Yapılacak Çalışma> Aşağıdaki okuma parçasına göre milli takımın, yılda 11 milyon euro isteyen yabancı teknik direktör için neden "höyük altındaki gömülü şehir" olduğunu açıklayın.

Yabancı!
Yerli teknik adamların, ilk kez böylesine bütünlük içinde olduklarını gördüm. Bu imzasız dilekçedir. Yürek ayaklanmasıdır. Mahmut Özgener'e... Onun medyadaki uzantılarına... Ve kendilerini "yabancı" gören, hödük sisteme.
***
Yılda 11 milyon euro isteyen yabancı teknik direktör için milli takım; "höyük altındaki gömülü şehirden" başka bir şey değildir. Kazdıkça altından para çıkar. O paralar bizden çıkar. Futbol ve ülkemiz adına gelecek mi soruyorsunuz? Dev hayaller ortasında, avuç içi kadar!
***
Yabancıya karşı değilim. Yabancının "pazarlıkçısına" karşıyım. Yabancıdan başka çıkış yolu bulamayan Mahmut Özgener'e karşıyım. Yabancı isimlerinin, medyanın önüne atılıp, test edilmesine karşıyım. Bu ülke, kendisine bile güvenmeyen bir federasyon başkanına nasıl güvenir? Bu itaatkar düzene karşıyım.
***
Çünkü bu dava, yerlilerin kazanarak kaybettikleri bir savaştır. Yerli teknik adamlara Kızılderili çadırı. Yabancılara şato. Şatoların içinde, medyanın safları sıklaştıran kesimine odalar. Odalarda, içi boşaltılmış çerçeveler. İşte ülke futbolunu yönetmenin, en görkemli tablosu!
***
Masalların gerçek yüzüyle tanışmak için, kitabın sonuna gelmek gerekmiyor. Ne gerçeklerin yabancısıyız. Ne masalların...

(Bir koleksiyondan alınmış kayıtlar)
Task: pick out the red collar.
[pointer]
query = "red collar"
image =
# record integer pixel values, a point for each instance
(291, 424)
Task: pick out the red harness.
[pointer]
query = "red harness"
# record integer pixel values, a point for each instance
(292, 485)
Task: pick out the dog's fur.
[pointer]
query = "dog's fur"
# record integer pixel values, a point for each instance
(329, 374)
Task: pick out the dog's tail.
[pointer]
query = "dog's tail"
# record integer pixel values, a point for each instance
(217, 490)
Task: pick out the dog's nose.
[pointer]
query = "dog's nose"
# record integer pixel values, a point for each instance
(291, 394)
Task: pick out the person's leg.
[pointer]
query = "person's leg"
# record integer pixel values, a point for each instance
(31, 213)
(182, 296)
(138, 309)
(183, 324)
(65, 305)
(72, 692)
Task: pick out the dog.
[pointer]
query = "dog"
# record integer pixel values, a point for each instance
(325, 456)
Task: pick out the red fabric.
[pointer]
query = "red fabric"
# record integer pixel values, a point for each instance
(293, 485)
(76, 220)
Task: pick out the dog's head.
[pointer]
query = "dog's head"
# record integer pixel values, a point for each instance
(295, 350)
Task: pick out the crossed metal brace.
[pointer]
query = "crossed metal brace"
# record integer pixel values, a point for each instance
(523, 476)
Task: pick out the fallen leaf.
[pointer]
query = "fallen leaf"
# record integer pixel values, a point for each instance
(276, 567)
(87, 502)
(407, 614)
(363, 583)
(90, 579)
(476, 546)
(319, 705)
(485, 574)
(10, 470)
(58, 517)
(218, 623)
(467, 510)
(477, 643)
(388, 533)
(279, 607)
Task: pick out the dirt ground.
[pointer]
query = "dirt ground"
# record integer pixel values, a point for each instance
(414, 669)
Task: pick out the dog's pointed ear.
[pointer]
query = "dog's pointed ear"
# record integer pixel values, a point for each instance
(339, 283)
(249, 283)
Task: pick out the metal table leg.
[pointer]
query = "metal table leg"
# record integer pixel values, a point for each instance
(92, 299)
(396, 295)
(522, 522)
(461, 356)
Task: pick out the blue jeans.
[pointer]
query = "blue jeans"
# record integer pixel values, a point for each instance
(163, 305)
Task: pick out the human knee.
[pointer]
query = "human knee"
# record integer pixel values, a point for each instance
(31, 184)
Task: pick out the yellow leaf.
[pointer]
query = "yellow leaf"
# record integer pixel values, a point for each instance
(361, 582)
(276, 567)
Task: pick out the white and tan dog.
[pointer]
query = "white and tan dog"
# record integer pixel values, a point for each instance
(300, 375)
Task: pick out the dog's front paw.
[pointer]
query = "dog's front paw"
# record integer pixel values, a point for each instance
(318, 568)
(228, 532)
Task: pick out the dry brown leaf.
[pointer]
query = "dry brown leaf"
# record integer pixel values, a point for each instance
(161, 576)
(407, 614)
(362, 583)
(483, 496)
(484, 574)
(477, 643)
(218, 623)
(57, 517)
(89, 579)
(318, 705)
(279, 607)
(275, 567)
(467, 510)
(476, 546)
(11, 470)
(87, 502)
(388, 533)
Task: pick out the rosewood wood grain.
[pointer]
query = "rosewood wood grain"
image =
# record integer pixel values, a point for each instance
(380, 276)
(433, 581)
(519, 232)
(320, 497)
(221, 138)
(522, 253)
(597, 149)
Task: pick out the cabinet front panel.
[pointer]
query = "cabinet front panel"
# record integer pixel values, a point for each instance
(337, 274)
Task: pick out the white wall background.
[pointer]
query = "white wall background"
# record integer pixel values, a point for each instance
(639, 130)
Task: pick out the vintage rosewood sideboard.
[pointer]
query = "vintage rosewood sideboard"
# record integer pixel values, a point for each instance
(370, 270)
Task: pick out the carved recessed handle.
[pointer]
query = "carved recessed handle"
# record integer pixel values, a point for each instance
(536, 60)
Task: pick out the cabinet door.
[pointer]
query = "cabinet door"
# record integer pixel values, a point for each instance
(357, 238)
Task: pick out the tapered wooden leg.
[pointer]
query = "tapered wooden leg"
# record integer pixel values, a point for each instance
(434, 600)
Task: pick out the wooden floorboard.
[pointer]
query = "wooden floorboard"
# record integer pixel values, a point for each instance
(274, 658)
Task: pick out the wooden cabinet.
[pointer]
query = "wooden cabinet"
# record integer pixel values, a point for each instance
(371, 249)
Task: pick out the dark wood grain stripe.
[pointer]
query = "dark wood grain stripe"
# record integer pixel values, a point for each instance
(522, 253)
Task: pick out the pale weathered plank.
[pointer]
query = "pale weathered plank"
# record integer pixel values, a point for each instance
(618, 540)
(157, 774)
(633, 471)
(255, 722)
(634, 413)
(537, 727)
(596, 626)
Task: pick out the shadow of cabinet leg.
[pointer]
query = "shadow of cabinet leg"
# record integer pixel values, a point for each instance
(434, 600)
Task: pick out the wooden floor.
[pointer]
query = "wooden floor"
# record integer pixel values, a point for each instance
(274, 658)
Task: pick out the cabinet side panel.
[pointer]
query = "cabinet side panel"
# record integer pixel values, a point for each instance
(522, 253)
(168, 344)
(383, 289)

Çözüm> Gömülü şehir kazıldıkça altından para çıkar. Yabancı teknik direktör için milli takım da böyle bir para kaynağıdır ve bu paralar "bizden" çıkar.